Source extract
"""

Symphony in four movements by Lars-Erik Larsson

The Symphony No. 1 in D major, Op. 2, is a four-movement orchestral composition written from 1927 to 1928 by the Swedish composer Lars-Erik Larsson. A student piece, the symphony marked the conclusion of Larsson's composition studies at the Royal Swedish Academy of Music, at which he had matriculated in 1925.

The work premiered in Stockholm on 27 April 1929 with Larsson conducting the conservatory orchestra. In response to mixed critical reviews, Larsson immediately withdrew the symphony after its premiere—a fate that, too, would later befall his Second (Op. 17, 1937) and Third (Op. 34, 1945) symphonies. (Reflecting, in a 1948 interview, on his penchant for self-criticism, Larsson explained that he was more talented at smaller, less-structured forms and described his symphonies unsympathetically: "In [them] I have said nothing special. Other people have said much better ... [they] belong in my opinion to [my] process of development".)

"""

Problem to work on
From the passage on Larsson's First Symphony, extract everything from "The Symphony No." down to "matriculated in 1925.", copying it word for word.

Dataset records
"""

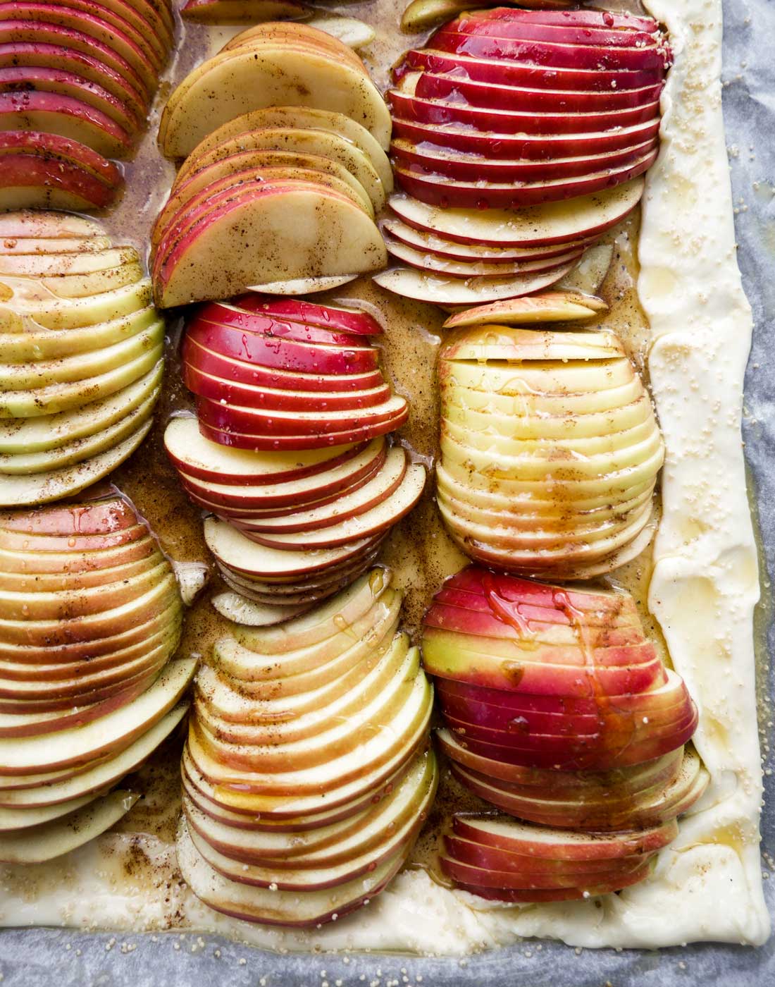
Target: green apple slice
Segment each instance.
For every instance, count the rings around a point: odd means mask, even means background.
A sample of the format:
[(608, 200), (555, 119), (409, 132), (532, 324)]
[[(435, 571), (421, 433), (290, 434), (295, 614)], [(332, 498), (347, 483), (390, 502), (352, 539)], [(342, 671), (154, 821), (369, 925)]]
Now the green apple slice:
[(391, 575), (388, 569), (374, 569), (304, 617), (270, 630), (236, 627), (232, 629), (234, 636), (246, 647), (264, 654), (285, 654), (317, 645), (337, 633), (347, 633), (388, 590)]
[(99, 252), (82, 252), (77, 249), (72, 254), (59, 252), (47, 256), (35, 254), (9, 256), (0, 253), (0, 276), (10, 274), (17, 277), (48, 278), (93, 274), (125, 264), (139, 263), (140, 258), (134, 247), (109, 248)]
[(95, 219), (69, 212), (42, 209), (20, 209), (0, 216), (0, 239), (59, 239), (64, 237), (91, 238), (103, 235)]
[[(316, 110), (312, 107), (267, 107), (253, 110), (232, 120), (228, 120), (213, 133), (208, 134), (183, 162), (177, 175), (182, 179), (204, 155), (223, 147), (233, 137), (247, 136), (253, 131), (260, 132), (267, 127), (282, 127), (290, 130), (322, 130), (347, 141), (362, 151), (374, 166), (387, 193), (392, 190), (392, 169), (388, 155), (377, 140), (361, 123), (344, 114)], [(377, 208), (375, 206), (375, 208)]]
[(95, 326), (147, 308), (153, 298), (148, 279), (113, 287), (91, 298), (56, 298), (48, 293), (40, 299), (39, 292), (31, 292), (29, 287), (28, 282), (19, 279), (9, 285), (13, 294), (0, 303), (1, 332), (26, 333), (26, 317), (35, 321), (34, 329), (39, 326), (51, 330)]
[(110, 428), (148, 402), (153, 407), (163, 375), (160, 360), (145, 376), (102, 401), (36, 418), (0, 418), (0, 473), (10, 472), (2, 465), (6, 457), (61, 449)]
[(111, 792), (70, 815), (35, 829), (0, 836), (0, 861), (5, 864), (42, 864), (83, 846), (126, 815), (140, 797)]
[(131, 363), (164, 340), (165, 324), (161, 319), (147, 329), (141, 326), (142, 321), (132, 336), (100, 349), (35, 363), (0, 363), (0, 391), (39, 390), (55, 384), (75, 383)]
[(86, 380), (49, 384), (27, 391), (0, 392), (0, 418), (37, 418), (69, 412), (89, 401), (99, 401), (116, 391), (123, 390), (138, 378), (145, 376), (164, 356), (164, 323), (158, 324), (149, 334), (141, 334), (145, 340), (156, 341), (152, 348), (135, 344), (133, 350), (140, 353), (127, 363), (117, 363), (104, 373)]
[(39, 737), (0, 738), (0, 773), (53, 771), (128, 746), (172, 710), (195, 669), (195, 658), (171, 661), (132, 703), (84, 726)]
[(0, 810), (0, 822), (6, 811), (16, 811), (21, 816), (34, 808), (58, 806), (74, 798), (94, 798), (95, 793), (115, 785), (121, 778), (136, 771), (170, 736), (187, 712), (188, 704), (178, 703), (120, 753), (71, 778), (41, 784), (36, 788), (0, 793), (0, 805), (3, 806)]
[(35, 476), (11, 477), (0, 474), (0, 505), (17, 507), (32, 503), (50, 503), (86, 490), (128, 459), (151, 430), (152, 423), (153, 419), (149, 418), (123, 442), (86, 463)]
[(159, 125), (168, 158), (184, 158), (204, 137), (242, 114), (262, 107), (304, 104), (363, 121), (384, 149), (390, 114), (364, 71), (333, 53), (278, 40), (274, 46), (237, 48), (208, 59), (170, 97)]
[[(495, 306), (490, 306), (491, 308)], [(487, 360), (609, 360), (625, 356), (618, 336), (608, 332), (542, 332), (485, 323), (459, 330), (444, 343), (439, 358), (482, 363)]]
[(156, 309), (148, 306), (82, 329), (51, 330), (28, 317), (23, 332), (0, 333), (0, 351), (9, 363), (59, 359), (111, 346), (148, 329), (158, 318)]
[[(368, 132), (368, 131), (366, 131)], [(338, 133), (320, 127), (266, 126), (230, 137), (202, 154), (194, 150), (178, 173), (173, 190), (187, 183), (194, 175), (224, 158), (244, 151), (285, 151), (317, 155), (345, 168), (369, 195), (375, 212), (386, 203), (386, 189), (371, 158), (358, 144)]]
[[(58, 805), (40, 805), (32, 808), (2, 808), (0, 807), (0, 834), (12, 833), (31, 826), (40, 826), (52, 819), (58, 819), (69, 812), (82, 808), (94, 801), (93, 795), (81, 796), (80, 798), (70, 798)], [(0, 836), (2, 839), (2, 836)]]
[(338, 887), (300, 894), (230, 880), (199, 855), (185, 823), (177, 834), (177, 865), (194, 894), (216, 911), (266, 925), (317, 926), (347, 914), (382, 890), (400, 869), (407, 853), (408, 848), (404, 848), (366, 876)]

"""

Exercise output
The Symphony No. 1 in D major, Op. 2, is a four-movement orchestral composition written from 1927 to 1928 by the Swedish composer Lars-Erik Larsson. A student piece, the symphony marked the conclusion of Larsson's composition studies at the Royal Swedish Academy of Music, at which he had matriculated in 1925.